- _WHAT IS BEING ASKED_:
Update the records starting with the line that contains "of the gravel" and going on through the line that contains "pixel 224 31", replacing "service" with "system" and leaving everything else as it is. Give back only those lines.

*** DATA FOR THIS TASK

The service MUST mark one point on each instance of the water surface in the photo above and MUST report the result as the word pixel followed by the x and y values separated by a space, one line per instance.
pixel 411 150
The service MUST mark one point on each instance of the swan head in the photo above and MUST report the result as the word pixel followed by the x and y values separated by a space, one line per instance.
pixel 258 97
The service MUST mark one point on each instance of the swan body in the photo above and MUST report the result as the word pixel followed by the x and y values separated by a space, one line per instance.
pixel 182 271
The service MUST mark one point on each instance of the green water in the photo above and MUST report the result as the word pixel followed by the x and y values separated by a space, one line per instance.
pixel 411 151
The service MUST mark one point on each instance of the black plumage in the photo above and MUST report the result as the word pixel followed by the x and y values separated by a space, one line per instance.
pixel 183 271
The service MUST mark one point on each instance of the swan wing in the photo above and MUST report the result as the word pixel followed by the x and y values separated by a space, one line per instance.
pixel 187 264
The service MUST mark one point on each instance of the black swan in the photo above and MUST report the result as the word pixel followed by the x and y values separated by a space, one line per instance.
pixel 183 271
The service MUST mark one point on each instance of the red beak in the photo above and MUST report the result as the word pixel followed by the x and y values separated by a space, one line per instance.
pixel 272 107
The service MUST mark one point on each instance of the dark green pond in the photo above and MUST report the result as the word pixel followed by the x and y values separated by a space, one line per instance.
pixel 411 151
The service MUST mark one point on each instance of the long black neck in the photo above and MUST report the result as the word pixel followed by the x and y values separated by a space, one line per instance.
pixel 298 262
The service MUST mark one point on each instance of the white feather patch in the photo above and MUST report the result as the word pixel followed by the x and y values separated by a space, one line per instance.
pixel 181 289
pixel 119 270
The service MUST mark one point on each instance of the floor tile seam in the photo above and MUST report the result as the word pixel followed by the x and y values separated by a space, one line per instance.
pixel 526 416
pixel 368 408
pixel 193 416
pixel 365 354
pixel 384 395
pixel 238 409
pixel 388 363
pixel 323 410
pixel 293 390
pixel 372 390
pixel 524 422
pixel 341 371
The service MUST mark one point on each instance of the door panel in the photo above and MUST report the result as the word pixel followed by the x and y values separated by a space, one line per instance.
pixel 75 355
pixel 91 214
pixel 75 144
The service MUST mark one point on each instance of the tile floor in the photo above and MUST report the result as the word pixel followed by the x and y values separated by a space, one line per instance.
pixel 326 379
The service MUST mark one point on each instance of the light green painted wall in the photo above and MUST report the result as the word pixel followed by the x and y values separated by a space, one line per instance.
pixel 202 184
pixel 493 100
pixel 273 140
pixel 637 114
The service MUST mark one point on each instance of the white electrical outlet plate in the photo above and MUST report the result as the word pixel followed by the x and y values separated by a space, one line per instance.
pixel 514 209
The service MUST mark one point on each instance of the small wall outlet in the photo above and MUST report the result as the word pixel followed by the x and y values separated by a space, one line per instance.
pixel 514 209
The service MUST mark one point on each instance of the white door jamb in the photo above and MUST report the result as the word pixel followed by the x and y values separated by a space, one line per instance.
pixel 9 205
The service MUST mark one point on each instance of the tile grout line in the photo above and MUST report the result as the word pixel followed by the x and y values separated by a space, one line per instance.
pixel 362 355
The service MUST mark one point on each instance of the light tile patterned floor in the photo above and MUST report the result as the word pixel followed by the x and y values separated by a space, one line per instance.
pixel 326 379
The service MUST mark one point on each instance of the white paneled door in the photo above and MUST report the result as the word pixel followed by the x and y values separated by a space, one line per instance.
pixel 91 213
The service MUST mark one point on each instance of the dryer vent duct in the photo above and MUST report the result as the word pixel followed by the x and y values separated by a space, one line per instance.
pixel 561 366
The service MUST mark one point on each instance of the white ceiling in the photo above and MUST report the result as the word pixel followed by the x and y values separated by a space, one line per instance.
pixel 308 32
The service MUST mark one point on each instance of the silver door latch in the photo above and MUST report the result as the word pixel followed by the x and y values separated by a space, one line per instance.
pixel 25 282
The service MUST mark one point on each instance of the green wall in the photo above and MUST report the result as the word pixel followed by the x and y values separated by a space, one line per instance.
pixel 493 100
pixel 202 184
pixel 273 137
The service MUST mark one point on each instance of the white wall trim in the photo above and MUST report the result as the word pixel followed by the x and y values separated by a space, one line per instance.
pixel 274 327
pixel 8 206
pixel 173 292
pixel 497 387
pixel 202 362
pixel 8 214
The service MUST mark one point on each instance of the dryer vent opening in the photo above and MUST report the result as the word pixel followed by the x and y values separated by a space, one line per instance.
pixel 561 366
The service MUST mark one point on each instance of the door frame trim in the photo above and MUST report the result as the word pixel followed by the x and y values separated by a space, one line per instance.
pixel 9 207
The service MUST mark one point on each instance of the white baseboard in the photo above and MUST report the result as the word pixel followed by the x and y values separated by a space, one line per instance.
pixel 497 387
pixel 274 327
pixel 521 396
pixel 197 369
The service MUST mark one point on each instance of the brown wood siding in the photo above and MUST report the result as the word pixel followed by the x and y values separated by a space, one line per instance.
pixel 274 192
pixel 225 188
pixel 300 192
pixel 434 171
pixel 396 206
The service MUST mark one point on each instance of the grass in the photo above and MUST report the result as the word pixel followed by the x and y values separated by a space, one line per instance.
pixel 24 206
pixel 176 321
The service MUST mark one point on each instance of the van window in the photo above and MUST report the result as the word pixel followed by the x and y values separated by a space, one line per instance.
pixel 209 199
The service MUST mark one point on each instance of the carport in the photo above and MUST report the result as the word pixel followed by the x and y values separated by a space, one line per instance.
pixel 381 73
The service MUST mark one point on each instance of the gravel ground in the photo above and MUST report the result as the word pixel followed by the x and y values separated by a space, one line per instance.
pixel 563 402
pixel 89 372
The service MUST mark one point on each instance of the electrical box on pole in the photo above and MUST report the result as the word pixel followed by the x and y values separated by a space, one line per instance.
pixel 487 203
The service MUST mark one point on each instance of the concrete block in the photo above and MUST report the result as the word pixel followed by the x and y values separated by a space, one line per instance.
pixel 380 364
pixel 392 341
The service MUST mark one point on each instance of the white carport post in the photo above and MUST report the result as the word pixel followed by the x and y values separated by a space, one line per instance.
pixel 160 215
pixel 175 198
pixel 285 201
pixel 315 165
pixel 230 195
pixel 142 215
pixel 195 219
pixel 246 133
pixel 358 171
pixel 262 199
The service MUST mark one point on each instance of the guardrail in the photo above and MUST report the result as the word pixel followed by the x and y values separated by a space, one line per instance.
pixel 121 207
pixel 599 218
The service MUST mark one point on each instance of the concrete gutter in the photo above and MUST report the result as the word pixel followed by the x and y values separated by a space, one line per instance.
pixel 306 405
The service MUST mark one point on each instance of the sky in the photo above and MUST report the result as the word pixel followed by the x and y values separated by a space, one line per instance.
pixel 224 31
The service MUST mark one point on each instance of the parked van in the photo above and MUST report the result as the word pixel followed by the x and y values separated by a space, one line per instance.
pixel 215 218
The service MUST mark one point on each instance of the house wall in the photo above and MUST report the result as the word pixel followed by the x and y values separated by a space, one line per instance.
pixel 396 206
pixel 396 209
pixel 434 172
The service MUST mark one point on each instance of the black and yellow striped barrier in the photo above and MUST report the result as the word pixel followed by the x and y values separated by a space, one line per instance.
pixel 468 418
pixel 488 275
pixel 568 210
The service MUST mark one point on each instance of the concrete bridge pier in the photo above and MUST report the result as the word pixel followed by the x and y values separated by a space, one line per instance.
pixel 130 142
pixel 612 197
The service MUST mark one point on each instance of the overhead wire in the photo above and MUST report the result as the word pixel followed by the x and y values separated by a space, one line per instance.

******

- _SOLUTION_:
The system MUST mark one point on each instance of the gravel ground in the photo above and MUST report the result as the word pixel followed by the x and y values separated by a space, one line per instance.
pixel 563 402
pixel 89 372
The system MUST mark one point on each instance of the electrical box on pole in the photo above and MUST report the result as the word pixel followed by the x and y values separated by a space, one line per instance.
pixel 487 203
The system MUST mark one point on each instance of the concrete block in the photo above and MUST report the result as the word pixel followed by the x and y values separated by a space, one line per instance.
pixel 380 364
pixel 392 341
The system MUST mark one point on each instance of the white carport post in the photo above and MUST report the result as the word pixel followed by the x and y values separated by a space, one line per instance.
pixel 160 215
pixel 175 198
pixel 285 201
pixel 315 165
pixel 230 195
pixel 142 215
pixel 195 219
pixel 246 133
pixel 358 171
pixel 262 199
The system MUST mark one point on each instance of the guardrail in the photo above and MUST report the result as the word pixel followed by the x and y values separated by a space, one line per instance.
pixel 121 207
pixel 599 218
The system MUST mark one point on each instance of the concrete gutter in the photo above and MUST report the result as the word pixel followed by the x and y values separated by a space, one line per instance.
pixel 306 405
The system MUST mark one point on each instance of the sky in the photo above and MUST report the result as the word pixel followed by the x and y values separated by a space, one line per instance.
pixel 224 31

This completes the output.